* [WRITTEN REQUEST 1]
Answer these questions about the article on replacing native code with Cython:
(a) To which operating system is the resulting code portable without worrying about compilers?
(b) In which file do the OCRopus authors implement the function cdist?
(c) What limitation does scipy.spatial.distance.cdist have that the OCRopus version does not?
* [WRITTEN REQUEST 2] From the article on replacing native code with Cython, reproduce the passage that opens with the words containing "Replacing native code" and closes with "about compilers etc.".

* [PAGE EXCERPT]
※ ※ ※

Replacing native code with Cython

Here is a little exercise in rewriting native code with Cython while not losing performance. It turns out that this requires pulling out all the stops and applying a lot of optimization magic provided by Cython. On the other hand, the resulting code is portable to Windows without worrying about compilers etc.

A real world example

The example code comes from a real world project, OCRopus, a wonderful collection of OCR tools that uses latest algorithms in machine learning (such as deep learning) to transform images to text. In ocropy/ocrolib/distance.py, the authors of OCRopus implement the function cdist, which calculates the Euclidian distances D(na,nb) between all d-dimensional vectors that are the rows of two matrices A(na, d) and B(nb, d). D(i,j) is the distance of vector A(i) and B(j). This function is also provided as scipy.spatial.distance.cdist, but that implementation is limited to a single thread, while the OCRopus version supports OpenMP and thus can run faster on several cores.

※ ※ ※

Extracted records
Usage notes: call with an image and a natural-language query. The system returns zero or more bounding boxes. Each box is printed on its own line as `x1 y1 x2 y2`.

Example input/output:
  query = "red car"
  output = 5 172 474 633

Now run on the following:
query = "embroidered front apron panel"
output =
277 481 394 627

※ ※ ※

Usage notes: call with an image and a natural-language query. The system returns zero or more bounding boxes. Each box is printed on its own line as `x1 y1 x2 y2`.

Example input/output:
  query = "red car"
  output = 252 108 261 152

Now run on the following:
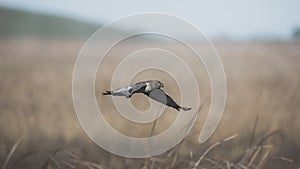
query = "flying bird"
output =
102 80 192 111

※ ※ ※

* [TASK ANSWER 1]
(a) Windows.
(b) ocropy/ocrolib/distance.py
(c) It is limited to a single thread.

* [TASK ANSWER 2]
Replacing native code with Cython

Here is a little exercise in rewriting native code with Cython while not losing performance. It turns out that this requires pulling out all the stops and applying a lot of optimization magic provided by Cython. On the other hand, the resulting code is portable to Windows without worrying about compilers etc.